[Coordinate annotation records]
════════════════════

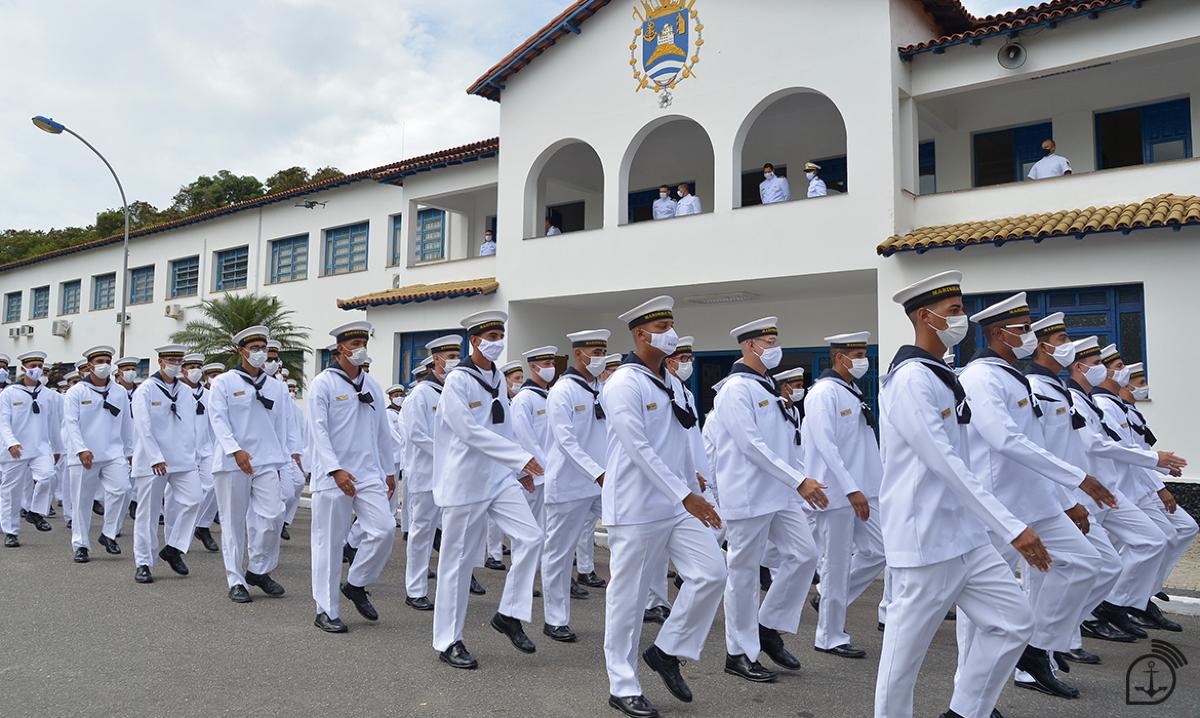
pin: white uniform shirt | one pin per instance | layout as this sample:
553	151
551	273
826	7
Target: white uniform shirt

════════════════════

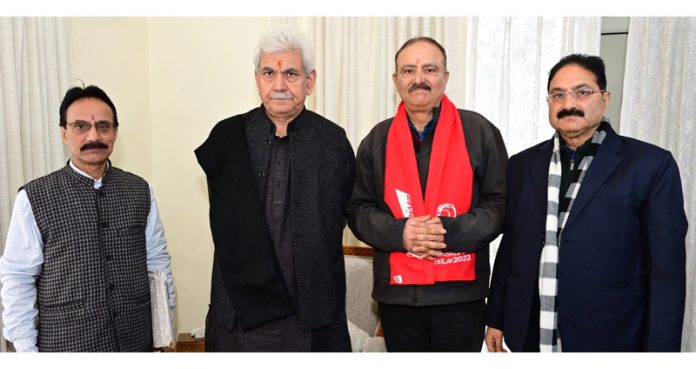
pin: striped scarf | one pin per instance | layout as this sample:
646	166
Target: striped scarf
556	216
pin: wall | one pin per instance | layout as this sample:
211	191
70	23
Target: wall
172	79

════════════════════

WRITTEN INSTRUCTION:
Rewrite as a numbered list only the listing lines from the one containing "pin: white uniform" down through the one containing "Target: white uniform shirt", with both of those lines included and any blank lines left out.

ANSWER TO THIS PROBLEM:
1. pin: white uniform shirt | one pin per instance | layout as this sample:
2. 553	151
3. 551	273
4. 826	7
5. Target: white uniform shirt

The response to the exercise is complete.